From 1920 to 1925, The Wonder Teams went 50 straight games without defeat, made three trips to the Rose Bowl, and won four NCAA recognized national titles - 1920, 1921, 1922, 1923. The California Memorial Stadium opened in 1923 and sat more than 73,000; several thousand more could watch the games from Tightwad Hill right above it. In January 1926, Andy Smith died at 42 years old, dying from pneumonia. His death was unexpected and traumatic for the team and the whole university. His overall Cal record was 74–16–7.

In 1927, Smith was succeeded by his former assistant coach Nibs Price. In 1927 and 1928 Price led the last two instances of Wonder Teams. Both teams were undefeated, with the 1928 team being invited to the 1929 Rose Bowl to play against Georgia Tech. An event in this game has become considered one of the stand-out moments in Rose Bowl history. Upon recovering a fumble, Cal's center Roy "the wrong way" Riegels inadvertently spun around, and ran the ball towards Cal's endzone instead of Georgia Tech's. Cal's quarterback was able to catch up with him right next to the endzone, where they were immediately tackled by Georgia Tech players. Price chose to punt, which was blocked for a safety, giving Georgia Tech a 2–0 lead. These turned out to be the decisive points of Cal's 8–7 loss.
┄┄┄┄┄┄┄┄┄┄
Work to complete —
**a)** Decide whether each statement agrees with the Wonder Teams passage, answering yes or no and quoting the words that settle it: (i) California Memorial Stadium held more than 73,000 people when it opened. (ii) Andy Smith died of a heart attack. (iii) The teams of 1927 and 1928 went undefeated.
**b)** Repeat the Wonder Teams passage between "From 1920 to" and "record was 74–16–7.", inclusive, without any change.
**c)** Answer these questions from the Wonder Teams passage:
(i) How old was Andy Smith when he died?
(ii) Who succeeded Smith as coach in 1927?
(iii) By what score did Cal lose the 1929 Rose Bowl?

Information supplied —
┄┄┄┄┄┄┄┄┄┄
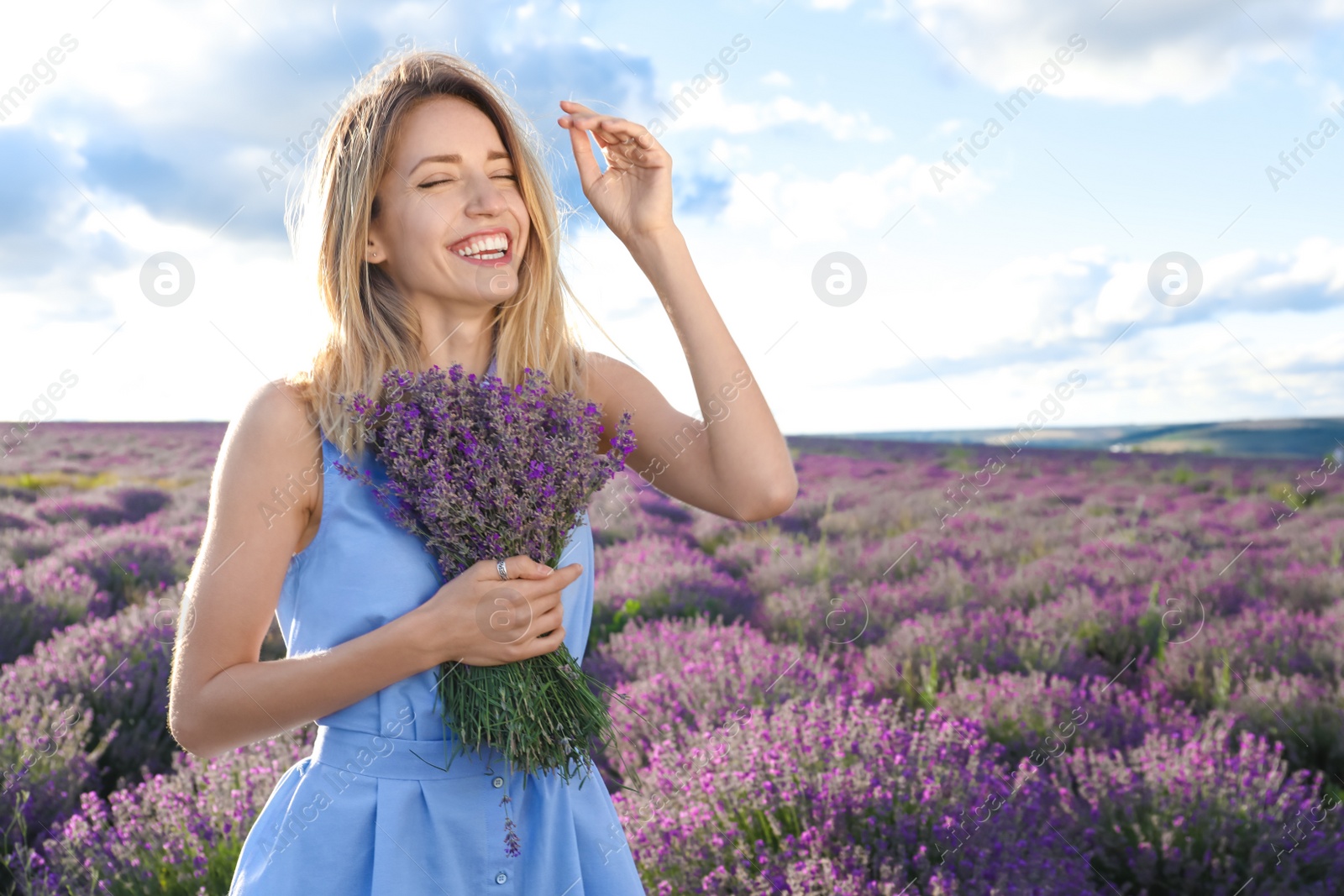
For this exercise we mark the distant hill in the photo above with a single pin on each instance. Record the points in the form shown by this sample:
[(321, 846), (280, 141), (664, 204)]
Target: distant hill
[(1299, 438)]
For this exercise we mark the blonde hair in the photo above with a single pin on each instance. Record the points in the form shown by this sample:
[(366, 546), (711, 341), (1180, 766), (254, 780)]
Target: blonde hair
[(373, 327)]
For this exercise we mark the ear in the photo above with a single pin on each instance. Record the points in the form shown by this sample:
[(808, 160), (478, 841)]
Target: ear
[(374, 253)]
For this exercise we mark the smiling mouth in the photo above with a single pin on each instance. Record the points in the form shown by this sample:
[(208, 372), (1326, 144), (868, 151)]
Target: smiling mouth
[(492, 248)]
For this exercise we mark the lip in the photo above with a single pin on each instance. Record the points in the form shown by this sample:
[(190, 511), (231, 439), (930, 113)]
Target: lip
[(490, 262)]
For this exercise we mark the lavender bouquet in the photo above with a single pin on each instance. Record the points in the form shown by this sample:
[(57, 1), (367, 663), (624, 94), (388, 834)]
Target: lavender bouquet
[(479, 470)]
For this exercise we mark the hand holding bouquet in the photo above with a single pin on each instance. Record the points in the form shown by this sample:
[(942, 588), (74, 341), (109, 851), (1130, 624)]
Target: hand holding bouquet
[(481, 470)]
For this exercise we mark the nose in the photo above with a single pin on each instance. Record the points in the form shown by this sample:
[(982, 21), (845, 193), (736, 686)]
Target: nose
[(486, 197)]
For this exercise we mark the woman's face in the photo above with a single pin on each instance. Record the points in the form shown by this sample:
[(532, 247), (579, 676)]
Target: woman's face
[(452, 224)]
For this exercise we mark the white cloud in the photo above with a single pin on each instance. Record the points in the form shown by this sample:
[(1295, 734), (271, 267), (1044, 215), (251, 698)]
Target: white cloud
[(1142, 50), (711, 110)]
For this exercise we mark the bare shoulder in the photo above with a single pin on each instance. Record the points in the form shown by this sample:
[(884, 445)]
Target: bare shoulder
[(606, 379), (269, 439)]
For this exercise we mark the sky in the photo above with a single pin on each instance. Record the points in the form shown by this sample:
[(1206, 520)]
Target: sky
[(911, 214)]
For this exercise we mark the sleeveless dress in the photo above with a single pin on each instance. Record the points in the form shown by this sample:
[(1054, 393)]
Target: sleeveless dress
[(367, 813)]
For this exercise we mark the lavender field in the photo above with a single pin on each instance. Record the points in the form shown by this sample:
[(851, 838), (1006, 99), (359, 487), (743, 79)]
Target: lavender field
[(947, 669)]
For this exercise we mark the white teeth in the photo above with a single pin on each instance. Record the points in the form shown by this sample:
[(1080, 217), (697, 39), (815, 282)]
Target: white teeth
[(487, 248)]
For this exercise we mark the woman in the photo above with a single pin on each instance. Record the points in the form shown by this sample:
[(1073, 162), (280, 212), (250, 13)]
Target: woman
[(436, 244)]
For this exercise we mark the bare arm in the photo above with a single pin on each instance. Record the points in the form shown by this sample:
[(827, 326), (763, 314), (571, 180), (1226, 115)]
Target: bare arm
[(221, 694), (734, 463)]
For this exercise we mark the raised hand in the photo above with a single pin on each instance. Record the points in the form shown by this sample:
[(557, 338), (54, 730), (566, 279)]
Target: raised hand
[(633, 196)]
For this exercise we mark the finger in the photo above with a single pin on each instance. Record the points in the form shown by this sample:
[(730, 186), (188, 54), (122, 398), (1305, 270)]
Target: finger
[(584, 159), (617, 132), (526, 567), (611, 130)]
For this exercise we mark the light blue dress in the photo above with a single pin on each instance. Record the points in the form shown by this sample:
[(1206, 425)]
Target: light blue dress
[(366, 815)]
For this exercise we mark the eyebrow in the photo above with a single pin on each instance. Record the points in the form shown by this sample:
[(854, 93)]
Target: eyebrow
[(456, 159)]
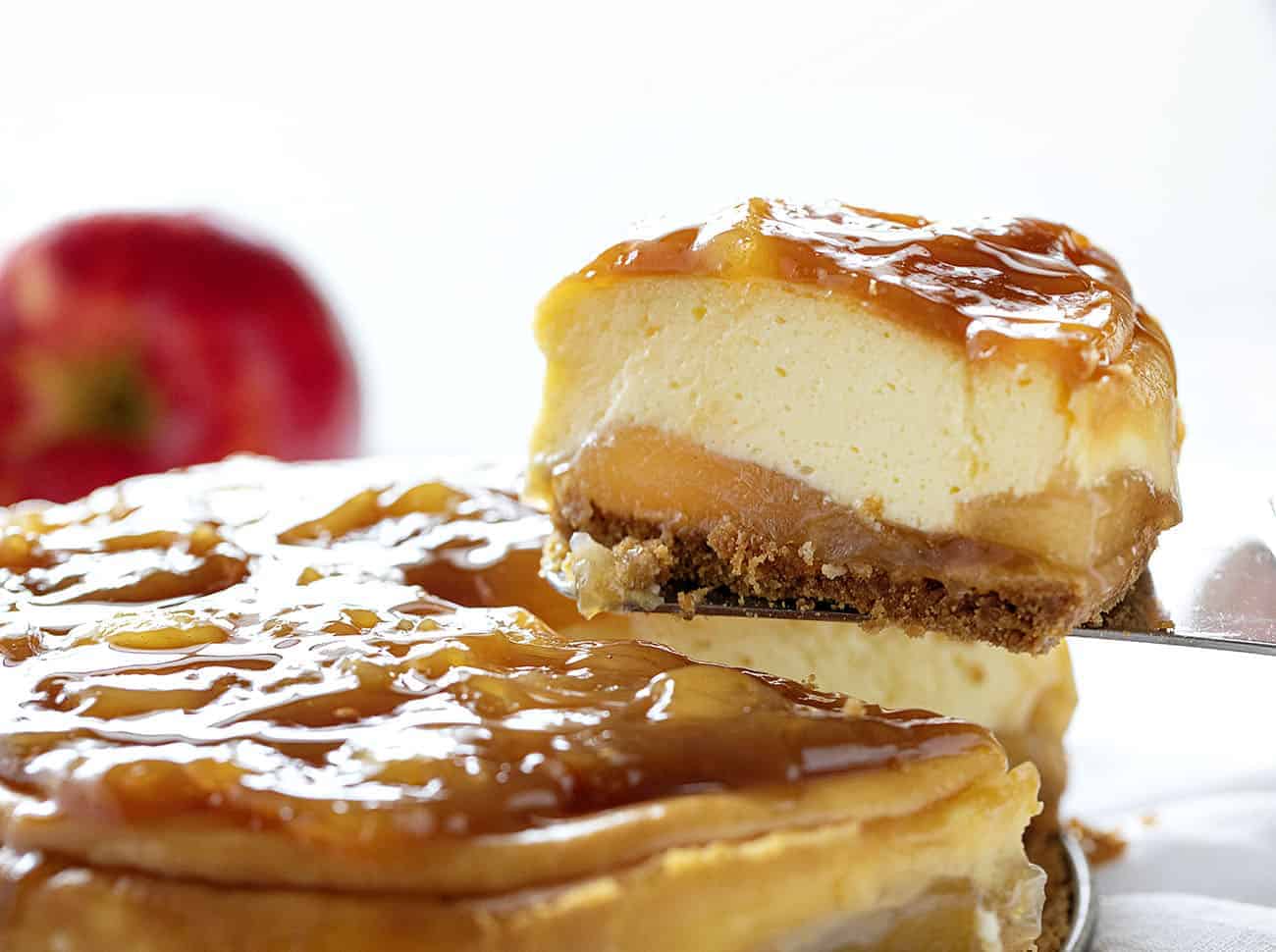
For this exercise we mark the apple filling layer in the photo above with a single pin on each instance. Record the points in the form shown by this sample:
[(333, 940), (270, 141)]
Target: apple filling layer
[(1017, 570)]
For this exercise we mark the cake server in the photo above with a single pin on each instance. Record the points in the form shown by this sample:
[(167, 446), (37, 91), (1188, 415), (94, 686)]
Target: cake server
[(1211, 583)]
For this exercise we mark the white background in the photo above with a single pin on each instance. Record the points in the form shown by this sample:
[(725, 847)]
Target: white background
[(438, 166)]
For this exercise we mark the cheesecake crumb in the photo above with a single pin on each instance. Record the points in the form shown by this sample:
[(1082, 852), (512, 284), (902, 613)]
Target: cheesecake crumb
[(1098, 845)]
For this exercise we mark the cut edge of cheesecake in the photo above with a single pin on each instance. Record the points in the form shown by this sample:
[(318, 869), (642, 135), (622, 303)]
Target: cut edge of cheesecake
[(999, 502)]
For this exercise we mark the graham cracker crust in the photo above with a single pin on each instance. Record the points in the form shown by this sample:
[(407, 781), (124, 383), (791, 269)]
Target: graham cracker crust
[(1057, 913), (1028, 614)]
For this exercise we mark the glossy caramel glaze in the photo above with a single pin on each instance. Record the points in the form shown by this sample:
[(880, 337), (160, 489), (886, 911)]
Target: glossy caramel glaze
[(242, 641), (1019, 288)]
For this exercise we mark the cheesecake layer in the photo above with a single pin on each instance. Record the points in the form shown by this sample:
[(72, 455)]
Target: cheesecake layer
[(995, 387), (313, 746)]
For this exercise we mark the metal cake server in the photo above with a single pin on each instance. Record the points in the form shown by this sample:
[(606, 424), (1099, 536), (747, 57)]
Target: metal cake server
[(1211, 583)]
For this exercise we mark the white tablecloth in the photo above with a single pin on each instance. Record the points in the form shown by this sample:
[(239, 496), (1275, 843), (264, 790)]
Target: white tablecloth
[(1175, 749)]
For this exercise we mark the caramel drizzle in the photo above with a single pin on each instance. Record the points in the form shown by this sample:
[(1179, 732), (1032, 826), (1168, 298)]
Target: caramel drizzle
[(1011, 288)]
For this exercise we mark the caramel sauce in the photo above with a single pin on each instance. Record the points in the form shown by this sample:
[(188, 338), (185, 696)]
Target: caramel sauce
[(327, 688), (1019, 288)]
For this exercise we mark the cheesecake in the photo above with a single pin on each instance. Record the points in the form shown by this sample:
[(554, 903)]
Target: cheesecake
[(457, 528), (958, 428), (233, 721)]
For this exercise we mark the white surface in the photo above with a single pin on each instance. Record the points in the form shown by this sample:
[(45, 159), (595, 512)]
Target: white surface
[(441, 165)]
┄┄┄┄┄┄┄┄┄┄
Numbered responses —
**a)**
(i) Yes: "The California Memorial Stadium opened in 1923 and sat more than 73,000"
(ii) No: "dying from pneumonia"
(iii) Yes: "Both teams were undefeated"

**b)**
From 1920 to 1925, The Wonder Teams went 50 straight games without defeat, made three trips to the Rose Bowl, and won four NCAA recognized national titles - 1920, 1921, 1922, 1923. The California Memorial Stadium opened in 1923 and sat more than 73,000; several thousand more could watch the games from Tightwad Hill right above it. In January 1926, Andy Smith died at 42 years old, dying from pneumonia. His death was unexpected and traumatic for the team and the whole university. His overall Cal record was 74–16–7.

**c)**
(i) 42 years old
(ii) His former assistant coach, Nibs Price
(iii) 8–7